BEGIN PASSAGE SHOWN

December 20, 2011 by  
Filed under New Posts

The problem entailed in Pharoah’s making Yosef a ruler over the Egyptians

Taking an individual who comes from humble beginnings as well as from a despised national group and transforming him into someone who others will perceive as capable of leading and ruling, is the challenge confronting Pharoah vis-à-vis Yosef in Parashat Miketz.[1] While Pharoah astutely perceives Yosef’s formidable abilities to administer Egypt during the prophetically predicted famine, he nevertheless has to overcome Yosef’s recent history of being first a Hebrew slave compounded by his then becoming a prison inmate accused and convicted of making overtures towards his master’s wife. Won’t the Egyptians quite naturally be inclined to dismiss any of Yosef’s directives or actions as those of a person who exists at best on the periphery of society and therefore not entitled to rule?

Strategies employed by Pharoah to achieve this aim

The text mentions a number of specific tactics that Pharoah adopts to supply Yosef with a new persona in order to cover-up his immediate past:

Beraishit 41:42-3, 45

1) And Pharoah removed the ring from upon his finger, and placed it on Yosef’s hand;

2) and he dressed him in linen garments;

3) and he placed a golden chain around his neck.

4) And he (Pharoah) caused him (Yosef) to mount the chariot of the second-in-command that he possessed;[2]

5) and they called out before him “Avrech”[3] and he was placed in charge of the entire land of Egypt…

6) And he called Yosef’s name “Tsofnat Pane’ach”;

7) and he gave him Osnat, daughter of Poti Phera, Priest of Ohn for a wife, and Yosef went out over the land of Egypt.

While most of the changes imposed by Pharoah upon Yoseph are essentially external, i.e., matters of dress, ornamentation, public proclamation and transportation, the final two alterations mentioned in the verses cited above focusing upon Yosef’s name and marital status, appear more substantial and existential.

END PASSAGE SHOWN
BEGIN THE RECORDS

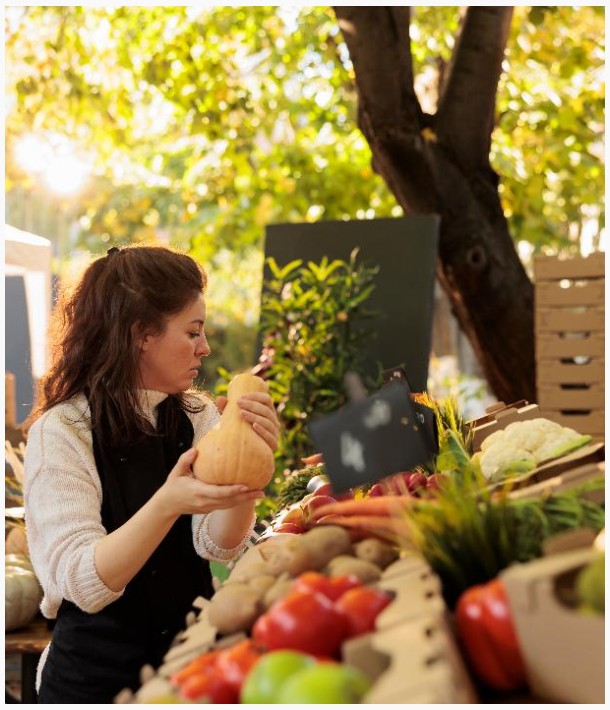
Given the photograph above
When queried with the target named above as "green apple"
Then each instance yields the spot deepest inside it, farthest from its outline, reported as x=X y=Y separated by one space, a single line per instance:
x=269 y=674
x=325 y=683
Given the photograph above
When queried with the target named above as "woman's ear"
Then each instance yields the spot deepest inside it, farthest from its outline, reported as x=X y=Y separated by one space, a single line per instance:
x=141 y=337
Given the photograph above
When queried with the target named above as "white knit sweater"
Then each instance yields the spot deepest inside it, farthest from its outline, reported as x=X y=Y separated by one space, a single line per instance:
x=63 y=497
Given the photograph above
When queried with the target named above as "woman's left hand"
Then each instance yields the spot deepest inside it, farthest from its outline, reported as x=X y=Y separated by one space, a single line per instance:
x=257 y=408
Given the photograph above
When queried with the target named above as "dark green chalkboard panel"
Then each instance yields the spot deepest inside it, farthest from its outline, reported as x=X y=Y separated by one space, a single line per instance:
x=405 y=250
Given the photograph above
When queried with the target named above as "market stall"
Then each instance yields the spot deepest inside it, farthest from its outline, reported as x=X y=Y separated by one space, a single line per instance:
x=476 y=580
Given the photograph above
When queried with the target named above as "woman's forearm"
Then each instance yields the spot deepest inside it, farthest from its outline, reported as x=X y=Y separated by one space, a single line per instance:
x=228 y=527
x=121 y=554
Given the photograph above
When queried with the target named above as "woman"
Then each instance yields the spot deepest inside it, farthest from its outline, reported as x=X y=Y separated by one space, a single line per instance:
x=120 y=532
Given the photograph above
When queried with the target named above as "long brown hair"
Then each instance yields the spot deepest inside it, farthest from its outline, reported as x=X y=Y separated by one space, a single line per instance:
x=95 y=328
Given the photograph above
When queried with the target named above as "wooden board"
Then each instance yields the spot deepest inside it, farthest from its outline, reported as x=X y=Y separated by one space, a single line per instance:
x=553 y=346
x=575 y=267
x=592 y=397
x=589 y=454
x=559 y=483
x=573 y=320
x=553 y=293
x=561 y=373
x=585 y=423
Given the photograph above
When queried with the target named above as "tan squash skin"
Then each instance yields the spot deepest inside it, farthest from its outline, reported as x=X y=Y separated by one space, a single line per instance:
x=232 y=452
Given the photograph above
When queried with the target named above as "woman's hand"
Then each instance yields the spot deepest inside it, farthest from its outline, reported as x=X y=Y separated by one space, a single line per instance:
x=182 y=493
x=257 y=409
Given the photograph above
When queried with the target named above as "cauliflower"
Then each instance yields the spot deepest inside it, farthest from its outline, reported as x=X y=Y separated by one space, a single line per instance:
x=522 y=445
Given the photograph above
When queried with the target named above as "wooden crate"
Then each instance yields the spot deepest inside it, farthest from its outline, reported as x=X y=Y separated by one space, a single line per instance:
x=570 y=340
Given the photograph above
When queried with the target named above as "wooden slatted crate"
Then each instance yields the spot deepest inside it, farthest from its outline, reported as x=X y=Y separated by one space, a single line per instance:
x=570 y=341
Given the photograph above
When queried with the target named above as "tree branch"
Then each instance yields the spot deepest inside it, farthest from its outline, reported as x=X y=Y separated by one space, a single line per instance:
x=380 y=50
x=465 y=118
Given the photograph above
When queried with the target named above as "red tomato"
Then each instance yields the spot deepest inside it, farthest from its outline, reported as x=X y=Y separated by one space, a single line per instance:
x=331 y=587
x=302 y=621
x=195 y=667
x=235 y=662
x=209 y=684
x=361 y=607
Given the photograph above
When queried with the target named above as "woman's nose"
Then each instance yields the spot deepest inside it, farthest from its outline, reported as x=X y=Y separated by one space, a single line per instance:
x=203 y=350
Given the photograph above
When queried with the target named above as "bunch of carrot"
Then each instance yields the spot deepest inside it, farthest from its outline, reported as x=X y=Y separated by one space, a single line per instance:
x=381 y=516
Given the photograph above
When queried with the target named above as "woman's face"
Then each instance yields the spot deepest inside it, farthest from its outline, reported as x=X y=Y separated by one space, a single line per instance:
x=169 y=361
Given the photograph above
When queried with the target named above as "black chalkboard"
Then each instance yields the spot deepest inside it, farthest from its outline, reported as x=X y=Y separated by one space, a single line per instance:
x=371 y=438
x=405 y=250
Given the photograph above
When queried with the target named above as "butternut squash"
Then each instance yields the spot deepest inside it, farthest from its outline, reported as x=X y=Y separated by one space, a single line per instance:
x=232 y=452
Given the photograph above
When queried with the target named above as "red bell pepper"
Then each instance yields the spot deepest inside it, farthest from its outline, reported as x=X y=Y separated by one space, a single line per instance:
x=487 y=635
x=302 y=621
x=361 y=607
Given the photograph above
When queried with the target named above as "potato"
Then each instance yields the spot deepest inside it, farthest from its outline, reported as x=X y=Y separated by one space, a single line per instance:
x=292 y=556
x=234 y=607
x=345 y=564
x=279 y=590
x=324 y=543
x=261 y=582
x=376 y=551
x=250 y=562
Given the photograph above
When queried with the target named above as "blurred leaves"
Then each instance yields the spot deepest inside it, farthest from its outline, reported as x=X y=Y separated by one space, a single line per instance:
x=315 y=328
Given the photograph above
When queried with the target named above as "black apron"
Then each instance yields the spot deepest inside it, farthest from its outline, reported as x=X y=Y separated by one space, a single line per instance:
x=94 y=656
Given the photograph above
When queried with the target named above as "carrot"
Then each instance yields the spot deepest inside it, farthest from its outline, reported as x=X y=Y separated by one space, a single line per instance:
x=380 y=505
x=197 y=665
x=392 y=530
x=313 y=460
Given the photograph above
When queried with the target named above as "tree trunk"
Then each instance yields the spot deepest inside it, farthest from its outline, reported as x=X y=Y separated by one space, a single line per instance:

END THE RECORDS

# PROBLEMS:
1. Print the whole text on Pharoah making Yosef a ruler over Egypt, word for word.
2. Output the part of the records that opens at their start and closes with the line containing "x=257 y=408", both ends included, with the pictures left out.
The text and the records were taken from separate sources.

# SOLUTIONS IN ORDER:
1.
December 20, 2011 by  
Filed under New Posts

The problem entailed in Pharoah’s making Yosef a ruler over the Egyptians

Taking an individual who comes from humble beginnings as well as from a despised national group and transforming him into someone who others will perceive as capable of leading and ruling, is the challenge confronting Pharoah vis-à-vis Yosef in Parashat Miketz.[1] While Pharoah astutely perceives Yosef’s formidable abilities to administer Egypt during the prophetically predicted famine, he nevertheless has to overcome Yosef’s recent history of being first a Hebrew slave compounded by his then becoming a prison inmate accused and convicted of making overtures towards his master’s wife. Won’t the Egyptians quite naturally be inclined to dismiss any of Yosef’s directives or actions as those of a person who exists at best on the periphery of society and therefore not entitled to rule?

Strategies employed by Pharoah to achieve this aim

The text mentions a number of specific tactics that Pharoah adopts to supply Yosef with a new persona in order to cover-up his immediate past:

Beraishit 41:42-3, 45

1) And Pharoah removed the ring from upon his finger, and placed it on Yosef’s hand;

2) and he dressed him in linen garments;

3) and he placed a golden chain around his neck.

4) And he (Pharoah) caused him (Yosef) to mount the chariot of the second-in-command that he possessed;[2]

5) and they called out before him “Avrech”[3] and he was placed in charge of the entire land of Egypt…

6) And he called Yosef’s name “Tsofnat Pane’ach”;

7) and he gave him Osnat, daughter of Poti Phera, Priest of Ohn for a wife, and Yosef went out over the land of Egypt.

While most of the changes imposed by Pharoah upon Yoseph are essentially external, i.e., matters of dress, ornamentation, public proclamation and transportation, the final two alterations mentioned in the verses cited above focusing upon Yosef’s name and marital status, appear more substantial and existential.

2.
Given the photograph above
When queried with the target named above as "green apple"
Then each instance yields the spot deepest inside it, farthest from its outline, reported as x=X y=Y separated by one space, a single line per instance:
x=269 y=674
x=325 y=683
Given the photograph above
When queried with the target named above as "woman's ear"
Then each instance yields the spot deepest inside it, farthest from its outline, reported as x=X y=Y separated by one space, a single line per instance:
x=141 y=337
Given the photograph above
When queried with the target named above as "white knit sweater"
Then each instance yields the spot deepest inside it, farthest from its outline, reported as x=X y=Y separated by one space, a single line per instance:
x=63 y=497
Given the photograph above
When queried with the target named above as "woman's left hand"
Then each instance yields the spot deepest inside it, farthest from its outline, reported as x=X y=Y separated by one space, a single line per instance:
x=257 y=408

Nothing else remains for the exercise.